Material for this exercise:
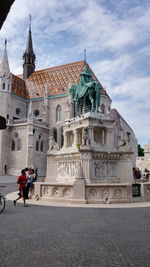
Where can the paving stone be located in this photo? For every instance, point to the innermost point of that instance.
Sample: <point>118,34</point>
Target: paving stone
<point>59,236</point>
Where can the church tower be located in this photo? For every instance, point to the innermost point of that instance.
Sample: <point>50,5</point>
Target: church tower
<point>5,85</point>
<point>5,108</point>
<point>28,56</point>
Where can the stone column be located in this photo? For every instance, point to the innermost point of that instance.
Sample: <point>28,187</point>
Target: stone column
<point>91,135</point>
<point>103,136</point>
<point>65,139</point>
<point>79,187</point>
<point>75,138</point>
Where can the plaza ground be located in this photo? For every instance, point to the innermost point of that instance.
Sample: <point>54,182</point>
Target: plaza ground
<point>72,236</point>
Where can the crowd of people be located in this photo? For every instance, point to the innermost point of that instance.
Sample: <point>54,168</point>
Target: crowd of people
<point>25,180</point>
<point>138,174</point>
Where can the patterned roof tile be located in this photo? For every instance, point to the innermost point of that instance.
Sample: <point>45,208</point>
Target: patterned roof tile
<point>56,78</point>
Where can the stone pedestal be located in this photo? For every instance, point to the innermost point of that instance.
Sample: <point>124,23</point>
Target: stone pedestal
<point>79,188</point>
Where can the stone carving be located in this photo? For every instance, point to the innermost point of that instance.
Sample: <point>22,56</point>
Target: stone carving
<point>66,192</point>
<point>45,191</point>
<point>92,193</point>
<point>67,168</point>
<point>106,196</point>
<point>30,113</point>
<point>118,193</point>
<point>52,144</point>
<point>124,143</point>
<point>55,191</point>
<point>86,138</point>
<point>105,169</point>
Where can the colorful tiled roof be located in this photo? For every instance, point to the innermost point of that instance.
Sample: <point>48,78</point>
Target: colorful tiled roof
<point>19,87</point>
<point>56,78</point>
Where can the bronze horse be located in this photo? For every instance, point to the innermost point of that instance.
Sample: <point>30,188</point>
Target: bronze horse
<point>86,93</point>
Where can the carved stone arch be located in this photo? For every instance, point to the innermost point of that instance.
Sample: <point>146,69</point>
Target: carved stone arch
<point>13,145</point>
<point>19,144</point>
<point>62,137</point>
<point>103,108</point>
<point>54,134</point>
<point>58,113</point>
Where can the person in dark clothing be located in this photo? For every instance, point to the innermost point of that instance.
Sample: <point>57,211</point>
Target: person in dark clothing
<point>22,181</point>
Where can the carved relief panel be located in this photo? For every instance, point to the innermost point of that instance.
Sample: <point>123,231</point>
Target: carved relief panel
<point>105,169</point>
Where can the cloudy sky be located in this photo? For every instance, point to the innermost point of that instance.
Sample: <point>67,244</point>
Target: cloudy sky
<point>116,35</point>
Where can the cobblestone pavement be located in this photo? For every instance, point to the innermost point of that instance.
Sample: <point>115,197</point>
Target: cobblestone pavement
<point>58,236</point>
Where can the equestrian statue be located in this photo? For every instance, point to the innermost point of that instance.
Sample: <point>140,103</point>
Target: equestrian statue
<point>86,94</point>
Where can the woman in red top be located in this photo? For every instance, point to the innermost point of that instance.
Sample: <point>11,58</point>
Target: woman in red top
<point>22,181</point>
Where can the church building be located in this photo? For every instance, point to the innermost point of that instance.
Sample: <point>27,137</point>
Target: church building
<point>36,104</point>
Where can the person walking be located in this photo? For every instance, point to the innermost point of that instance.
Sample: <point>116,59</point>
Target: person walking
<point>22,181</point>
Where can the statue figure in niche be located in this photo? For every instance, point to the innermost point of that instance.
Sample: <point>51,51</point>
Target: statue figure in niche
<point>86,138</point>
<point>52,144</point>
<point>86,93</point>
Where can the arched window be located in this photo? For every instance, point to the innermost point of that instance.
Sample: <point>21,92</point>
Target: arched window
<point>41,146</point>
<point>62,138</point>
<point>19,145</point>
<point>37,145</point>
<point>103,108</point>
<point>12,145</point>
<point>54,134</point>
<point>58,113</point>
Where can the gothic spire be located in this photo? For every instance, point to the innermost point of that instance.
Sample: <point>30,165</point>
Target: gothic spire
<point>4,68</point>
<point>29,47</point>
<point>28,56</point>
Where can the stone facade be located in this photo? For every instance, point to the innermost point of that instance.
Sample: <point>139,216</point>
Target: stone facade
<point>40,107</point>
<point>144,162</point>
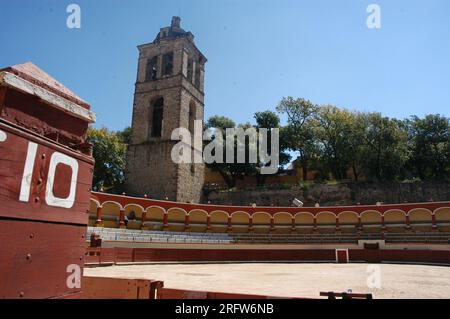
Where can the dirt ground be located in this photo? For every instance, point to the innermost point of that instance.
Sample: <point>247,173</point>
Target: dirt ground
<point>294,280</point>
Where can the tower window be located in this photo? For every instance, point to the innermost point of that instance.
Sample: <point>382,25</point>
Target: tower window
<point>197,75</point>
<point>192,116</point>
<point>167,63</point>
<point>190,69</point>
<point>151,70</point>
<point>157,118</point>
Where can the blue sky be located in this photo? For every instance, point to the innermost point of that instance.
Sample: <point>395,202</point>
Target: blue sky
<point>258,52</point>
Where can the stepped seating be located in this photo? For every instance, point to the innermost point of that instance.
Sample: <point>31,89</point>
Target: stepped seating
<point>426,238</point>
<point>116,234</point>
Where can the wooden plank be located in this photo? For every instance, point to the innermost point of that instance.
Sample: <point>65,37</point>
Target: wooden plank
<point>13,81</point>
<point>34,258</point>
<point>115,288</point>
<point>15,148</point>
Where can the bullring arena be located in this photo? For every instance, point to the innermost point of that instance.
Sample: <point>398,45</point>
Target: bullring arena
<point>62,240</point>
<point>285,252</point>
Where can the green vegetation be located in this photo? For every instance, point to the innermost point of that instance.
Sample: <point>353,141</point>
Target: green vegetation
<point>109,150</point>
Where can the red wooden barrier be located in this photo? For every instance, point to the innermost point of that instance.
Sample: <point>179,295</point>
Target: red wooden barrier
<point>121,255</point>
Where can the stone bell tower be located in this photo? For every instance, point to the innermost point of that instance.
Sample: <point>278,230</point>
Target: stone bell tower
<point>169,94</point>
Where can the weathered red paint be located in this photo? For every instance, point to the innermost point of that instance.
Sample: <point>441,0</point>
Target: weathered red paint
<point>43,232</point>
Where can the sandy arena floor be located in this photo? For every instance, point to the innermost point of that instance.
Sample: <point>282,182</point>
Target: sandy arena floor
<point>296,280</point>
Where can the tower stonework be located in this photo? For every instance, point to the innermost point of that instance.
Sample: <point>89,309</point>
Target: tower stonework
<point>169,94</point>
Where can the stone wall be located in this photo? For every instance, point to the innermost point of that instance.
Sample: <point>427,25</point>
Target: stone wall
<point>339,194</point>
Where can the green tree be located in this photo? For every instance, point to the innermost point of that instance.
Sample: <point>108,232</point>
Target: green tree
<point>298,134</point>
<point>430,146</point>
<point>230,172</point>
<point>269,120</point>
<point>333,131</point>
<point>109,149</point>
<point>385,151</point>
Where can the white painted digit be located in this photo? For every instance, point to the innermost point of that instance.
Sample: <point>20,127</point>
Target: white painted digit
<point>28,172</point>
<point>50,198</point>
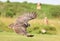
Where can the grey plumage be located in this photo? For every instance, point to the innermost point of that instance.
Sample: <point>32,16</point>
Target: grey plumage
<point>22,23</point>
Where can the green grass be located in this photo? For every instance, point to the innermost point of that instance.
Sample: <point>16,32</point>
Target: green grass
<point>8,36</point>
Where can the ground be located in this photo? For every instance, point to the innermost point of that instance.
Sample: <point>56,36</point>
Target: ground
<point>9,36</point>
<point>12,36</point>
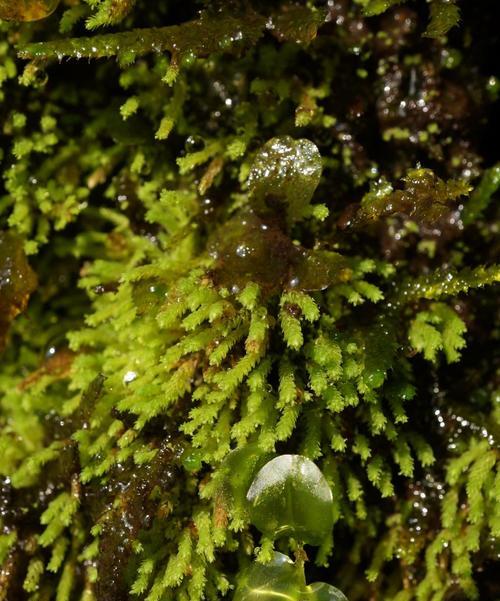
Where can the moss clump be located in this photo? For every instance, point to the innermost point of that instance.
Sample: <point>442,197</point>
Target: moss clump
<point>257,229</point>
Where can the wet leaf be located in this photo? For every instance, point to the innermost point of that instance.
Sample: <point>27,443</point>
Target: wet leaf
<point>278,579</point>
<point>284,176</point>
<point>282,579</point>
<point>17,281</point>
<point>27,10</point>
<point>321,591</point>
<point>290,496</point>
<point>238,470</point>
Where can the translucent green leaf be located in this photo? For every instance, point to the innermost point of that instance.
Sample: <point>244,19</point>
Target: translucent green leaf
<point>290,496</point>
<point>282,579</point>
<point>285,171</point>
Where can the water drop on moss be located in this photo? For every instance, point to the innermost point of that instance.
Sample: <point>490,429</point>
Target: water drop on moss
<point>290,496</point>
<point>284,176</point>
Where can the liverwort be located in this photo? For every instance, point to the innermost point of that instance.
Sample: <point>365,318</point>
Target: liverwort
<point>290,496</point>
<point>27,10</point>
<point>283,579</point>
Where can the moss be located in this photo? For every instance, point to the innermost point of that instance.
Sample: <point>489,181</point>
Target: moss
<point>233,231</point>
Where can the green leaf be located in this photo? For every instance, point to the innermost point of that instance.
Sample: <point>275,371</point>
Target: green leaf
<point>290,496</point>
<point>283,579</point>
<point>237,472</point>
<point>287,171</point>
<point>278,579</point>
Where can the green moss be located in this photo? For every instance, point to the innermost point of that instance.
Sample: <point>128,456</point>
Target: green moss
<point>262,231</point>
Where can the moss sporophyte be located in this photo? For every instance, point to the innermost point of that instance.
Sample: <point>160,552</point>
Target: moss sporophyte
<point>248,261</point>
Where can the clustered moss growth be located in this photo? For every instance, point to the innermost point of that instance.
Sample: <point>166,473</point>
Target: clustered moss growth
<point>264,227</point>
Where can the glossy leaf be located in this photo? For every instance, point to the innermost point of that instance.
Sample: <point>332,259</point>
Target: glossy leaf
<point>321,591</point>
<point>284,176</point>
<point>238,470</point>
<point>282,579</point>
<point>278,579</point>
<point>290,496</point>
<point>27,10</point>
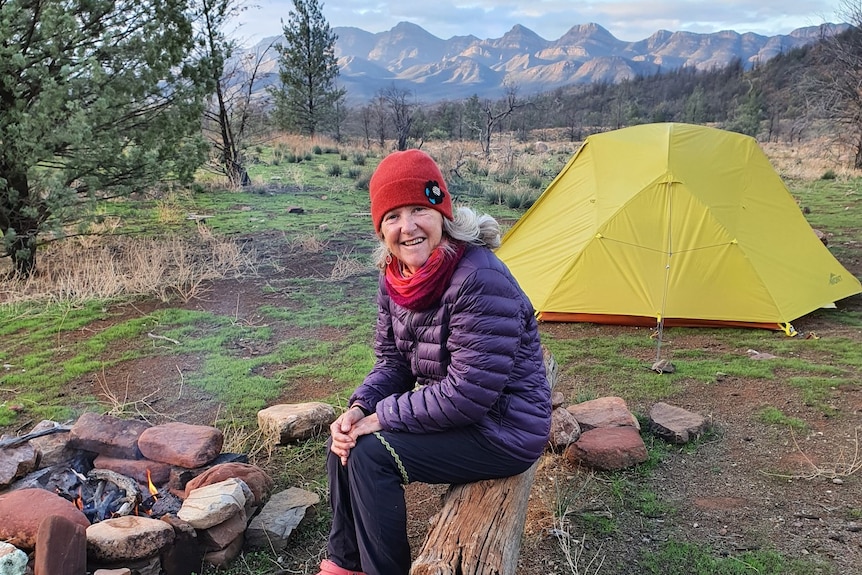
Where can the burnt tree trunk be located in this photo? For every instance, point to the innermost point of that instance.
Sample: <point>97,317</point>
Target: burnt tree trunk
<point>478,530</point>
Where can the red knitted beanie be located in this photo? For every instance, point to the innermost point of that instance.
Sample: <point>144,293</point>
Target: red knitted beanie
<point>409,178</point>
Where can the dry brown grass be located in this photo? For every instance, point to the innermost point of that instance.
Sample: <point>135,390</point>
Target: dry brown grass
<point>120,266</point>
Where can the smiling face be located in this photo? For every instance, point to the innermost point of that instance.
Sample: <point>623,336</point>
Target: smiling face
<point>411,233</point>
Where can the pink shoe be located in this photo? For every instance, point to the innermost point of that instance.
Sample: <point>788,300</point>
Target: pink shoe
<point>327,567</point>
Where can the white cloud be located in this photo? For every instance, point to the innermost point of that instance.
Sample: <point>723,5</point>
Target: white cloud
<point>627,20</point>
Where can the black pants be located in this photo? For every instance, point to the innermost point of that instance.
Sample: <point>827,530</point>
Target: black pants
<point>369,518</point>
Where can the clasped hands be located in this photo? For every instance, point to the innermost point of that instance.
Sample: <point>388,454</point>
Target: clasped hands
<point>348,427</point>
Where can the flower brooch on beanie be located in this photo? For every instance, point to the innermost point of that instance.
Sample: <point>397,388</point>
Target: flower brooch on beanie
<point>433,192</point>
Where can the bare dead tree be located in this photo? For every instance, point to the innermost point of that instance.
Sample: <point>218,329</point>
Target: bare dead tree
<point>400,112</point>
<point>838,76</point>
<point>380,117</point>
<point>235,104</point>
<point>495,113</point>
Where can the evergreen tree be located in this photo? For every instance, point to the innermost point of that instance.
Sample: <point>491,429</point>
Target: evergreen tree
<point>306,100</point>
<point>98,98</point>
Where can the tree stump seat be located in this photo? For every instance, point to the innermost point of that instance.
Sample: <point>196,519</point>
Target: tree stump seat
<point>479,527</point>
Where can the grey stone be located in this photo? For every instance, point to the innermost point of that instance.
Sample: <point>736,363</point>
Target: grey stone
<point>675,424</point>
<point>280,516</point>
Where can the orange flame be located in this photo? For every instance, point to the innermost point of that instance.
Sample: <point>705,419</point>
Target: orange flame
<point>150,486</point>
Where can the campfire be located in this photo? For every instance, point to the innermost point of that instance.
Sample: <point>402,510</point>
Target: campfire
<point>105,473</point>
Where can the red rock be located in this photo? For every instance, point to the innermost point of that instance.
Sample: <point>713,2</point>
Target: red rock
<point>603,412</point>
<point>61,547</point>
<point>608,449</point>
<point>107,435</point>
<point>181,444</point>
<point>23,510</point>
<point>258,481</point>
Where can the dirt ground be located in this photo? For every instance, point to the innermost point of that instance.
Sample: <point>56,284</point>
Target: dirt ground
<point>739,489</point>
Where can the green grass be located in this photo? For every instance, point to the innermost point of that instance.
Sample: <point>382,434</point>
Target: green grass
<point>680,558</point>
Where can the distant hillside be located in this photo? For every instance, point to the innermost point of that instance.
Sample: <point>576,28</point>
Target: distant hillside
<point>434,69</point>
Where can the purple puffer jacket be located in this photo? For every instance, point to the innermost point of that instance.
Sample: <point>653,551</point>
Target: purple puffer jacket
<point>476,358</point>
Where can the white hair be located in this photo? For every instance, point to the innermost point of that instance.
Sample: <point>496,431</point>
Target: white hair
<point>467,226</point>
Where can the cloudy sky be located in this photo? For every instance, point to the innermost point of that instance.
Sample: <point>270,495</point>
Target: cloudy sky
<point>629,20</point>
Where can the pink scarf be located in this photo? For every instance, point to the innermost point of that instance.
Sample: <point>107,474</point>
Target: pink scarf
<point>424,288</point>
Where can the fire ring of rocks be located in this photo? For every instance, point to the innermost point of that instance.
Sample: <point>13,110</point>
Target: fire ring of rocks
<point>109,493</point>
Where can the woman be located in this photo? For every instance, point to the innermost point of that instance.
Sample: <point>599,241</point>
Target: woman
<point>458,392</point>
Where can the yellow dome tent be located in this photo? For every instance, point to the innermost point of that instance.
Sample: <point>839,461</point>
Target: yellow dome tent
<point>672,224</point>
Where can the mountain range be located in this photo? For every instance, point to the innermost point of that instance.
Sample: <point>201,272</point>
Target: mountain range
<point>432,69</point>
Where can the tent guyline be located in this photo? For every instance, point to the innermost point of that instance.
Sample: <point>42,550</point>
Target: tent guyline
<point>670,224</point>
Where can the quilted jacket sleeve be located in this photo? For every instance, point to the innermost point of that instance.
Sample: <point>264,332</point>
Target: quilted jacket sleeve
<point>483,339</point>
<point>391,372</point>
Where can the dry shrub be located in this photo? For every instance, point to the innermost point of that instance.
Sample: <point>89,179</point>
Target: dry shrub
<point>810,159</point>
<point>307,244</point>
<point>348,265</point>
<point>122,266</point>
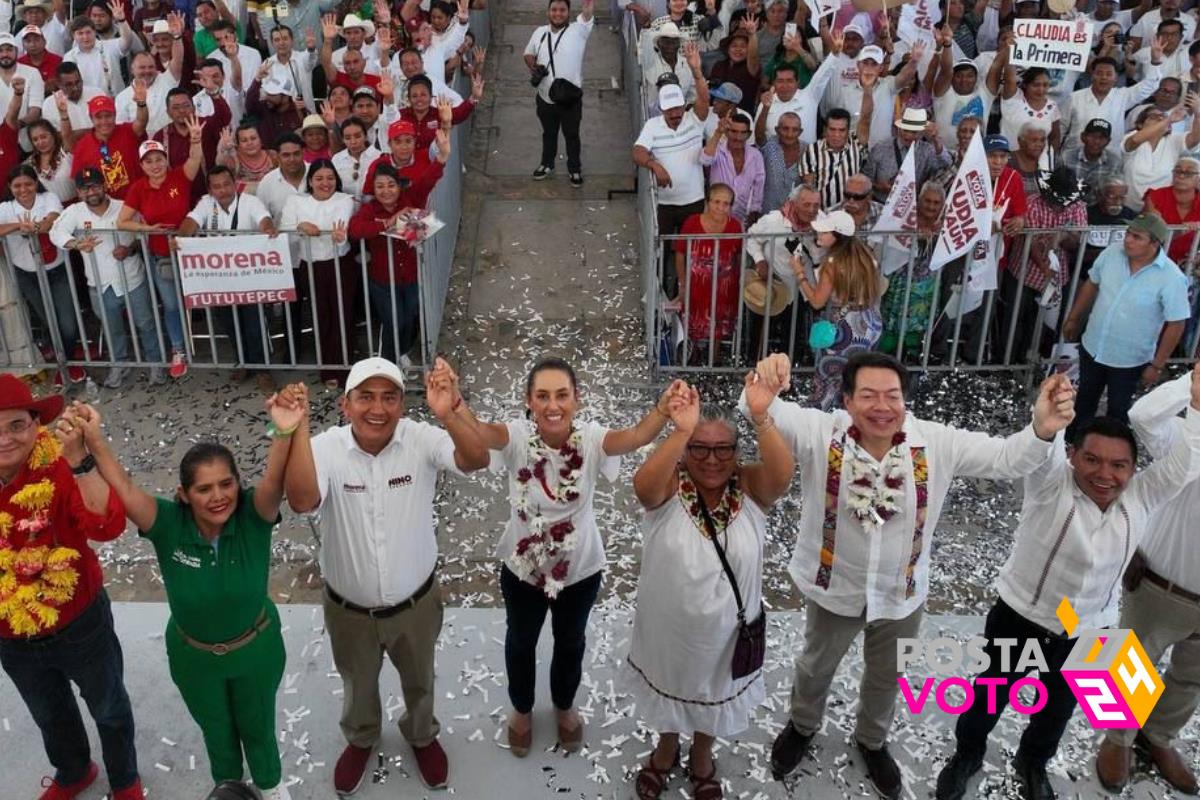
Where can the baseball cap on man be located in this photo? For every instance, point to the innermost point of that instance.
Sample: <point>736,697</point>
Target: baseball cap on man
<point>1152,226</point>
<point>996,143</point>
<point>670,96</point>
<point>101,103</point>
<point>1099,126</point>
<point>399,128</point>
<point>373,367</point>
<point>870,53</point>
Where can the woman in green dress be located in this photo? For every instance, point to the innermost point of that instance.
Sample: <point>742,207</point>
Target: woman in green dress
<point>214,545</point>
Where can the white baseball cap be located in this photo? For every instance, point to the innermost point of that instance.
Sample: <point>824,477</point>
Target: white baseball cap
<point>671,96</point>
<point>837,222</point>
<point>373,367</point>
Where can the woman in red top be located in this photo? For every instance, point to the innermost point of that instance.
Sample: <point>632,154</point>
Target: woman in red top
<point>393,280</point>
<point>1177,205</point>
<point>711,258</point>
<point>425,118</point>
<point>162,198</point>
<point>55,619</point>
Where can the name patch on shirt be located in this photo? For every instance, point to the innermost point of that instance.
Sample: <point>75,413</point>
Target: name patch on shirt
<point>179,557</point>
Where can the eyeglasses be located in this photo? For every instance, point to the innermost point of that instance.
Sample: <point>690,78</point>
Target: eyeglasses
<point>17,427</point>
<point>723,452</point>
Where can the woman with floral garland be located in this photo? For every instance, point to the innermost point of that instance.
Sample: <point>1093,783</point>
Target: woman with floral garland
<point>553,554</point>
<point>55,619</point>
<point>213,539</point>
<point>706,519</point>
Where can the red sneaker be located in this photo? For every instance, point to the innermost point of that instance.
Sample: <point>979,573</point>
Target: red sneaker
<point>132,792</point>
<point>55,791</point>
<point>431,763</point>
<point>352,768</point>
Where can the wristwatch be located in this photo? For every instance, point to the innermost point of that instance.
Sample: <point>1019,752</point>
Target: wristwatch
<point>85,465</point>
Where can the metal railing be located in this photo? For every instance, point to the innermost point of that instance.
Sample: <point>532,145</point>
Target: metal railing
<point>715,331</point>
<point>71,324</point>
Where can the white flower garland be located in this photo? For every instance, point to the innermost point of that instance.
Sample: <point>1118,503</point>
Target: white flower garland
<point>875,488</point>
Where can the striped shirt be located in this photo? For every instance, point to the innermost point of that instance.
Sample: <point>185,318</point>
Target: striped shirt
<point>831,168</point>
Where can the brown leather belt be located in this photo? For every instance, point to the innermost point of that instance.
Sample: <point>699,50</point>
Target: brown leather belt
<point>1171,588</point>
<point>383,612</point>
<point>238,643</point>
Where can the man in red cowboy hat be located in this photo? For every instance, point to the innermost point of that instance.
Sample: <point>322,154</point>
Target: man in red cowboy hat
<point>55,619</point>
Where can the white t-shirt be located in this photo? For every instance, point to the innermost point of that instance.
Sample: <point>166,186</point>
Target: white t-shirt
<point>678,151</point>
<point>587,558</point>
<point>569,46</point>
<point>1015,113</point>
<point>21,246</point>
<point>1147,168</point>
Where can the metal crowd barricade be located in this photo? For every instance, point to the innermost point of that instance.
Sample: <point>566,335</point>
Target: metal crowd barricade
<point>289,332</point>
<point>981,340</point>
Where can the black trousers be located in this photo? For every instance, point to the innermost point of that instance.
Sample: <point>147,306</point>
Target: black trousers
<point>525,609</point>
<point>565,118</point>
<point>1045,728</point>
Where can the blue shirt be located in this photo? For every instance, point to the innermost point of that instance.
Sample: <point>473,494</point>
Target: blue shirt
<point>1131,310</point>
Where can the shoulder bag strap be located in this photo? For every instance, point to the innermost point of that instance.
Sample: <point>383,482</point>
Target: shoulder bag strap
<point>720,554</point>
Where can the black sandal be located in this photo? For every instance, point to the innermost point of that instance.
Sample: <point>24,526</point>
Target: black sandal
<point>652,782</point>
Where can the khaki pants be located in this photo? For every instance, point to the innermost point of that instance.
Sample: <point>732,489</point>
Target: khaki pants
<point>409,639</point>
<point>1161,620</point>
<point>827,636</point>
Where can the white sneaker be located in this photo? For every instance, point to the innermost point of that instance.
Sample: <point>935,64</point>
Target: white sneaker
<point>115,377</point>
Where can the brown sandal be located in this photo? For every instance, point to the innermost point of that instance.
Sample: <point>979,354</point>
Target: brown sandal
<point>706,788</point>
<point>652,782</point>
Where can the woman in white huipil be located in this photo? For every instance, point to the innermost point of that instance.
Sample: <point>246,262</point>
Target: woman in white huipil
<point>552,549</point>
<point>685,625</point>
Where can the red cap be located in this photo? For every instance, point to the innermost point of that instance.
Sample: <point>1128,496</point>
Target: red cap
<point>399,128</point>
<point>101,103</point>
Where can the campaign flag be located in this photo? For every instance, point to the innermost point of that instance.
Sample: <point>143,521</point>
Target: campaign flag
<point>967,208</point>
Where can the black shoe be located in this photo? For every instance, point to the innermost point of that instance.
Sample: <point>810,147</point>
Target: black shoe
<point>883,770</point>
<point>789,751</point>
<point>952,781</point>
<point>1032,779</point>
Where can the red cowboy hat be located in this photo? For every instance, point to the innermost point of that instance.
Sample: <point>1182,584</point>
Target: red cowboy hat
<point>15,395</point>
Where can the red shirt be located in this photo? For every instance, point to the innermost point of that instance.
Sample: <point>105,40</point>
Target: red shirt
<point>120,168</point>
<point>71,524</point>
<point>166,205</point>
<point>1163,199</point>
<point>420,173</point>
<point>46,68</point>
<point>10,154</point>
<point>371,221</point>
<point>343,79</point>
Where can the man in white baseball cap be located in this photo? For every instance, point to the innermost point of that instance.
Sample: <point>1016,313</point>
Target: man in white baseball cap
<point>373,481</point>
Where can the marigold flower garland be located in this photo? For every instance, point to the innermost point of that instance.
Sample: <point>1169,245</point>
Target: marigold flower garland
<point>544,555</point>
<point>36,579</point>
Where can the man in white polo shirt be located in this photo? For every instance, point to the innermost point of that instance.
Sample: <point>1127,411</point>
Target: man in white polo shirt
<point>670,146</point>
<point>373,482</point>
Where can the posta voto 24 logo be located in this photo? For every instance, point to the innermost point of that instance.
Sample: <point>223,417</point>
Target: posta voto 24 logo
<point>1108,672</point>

What you have to do:
Copy out the data word for word, everything from the line containing "Where can the red cowboy" down to the line containing "<point>373,481</point>", with both of those lines included.

Solution to this exercise:
Where can the red cowboy hat be located in this photo? For every instance, point to the innermost point of that instance.
Sample: <point>1182,584</point>
Target: red cowboy hat
<point>15,395</point>
Where can the red shirt be located in this photo? For every instance, point to the innermost point of that instance.
Sample: <point>105,40</point>
Target: red shirt
<point>120,168</point>
<point>71,524</point>
<point>166,205</point>
<point>1163,199</point>
<point>420,173</point>
<point>46,68</point>
<point>10,154</point>
<point>371,221</point>
<point>343,79</point>
Where can the man in white baseball cap be located in this photo? For every instance, point to the innermost point of that instance.
Sample: <point>1016,313</point>
Target: man in white baseball cap
<point>373,481</point>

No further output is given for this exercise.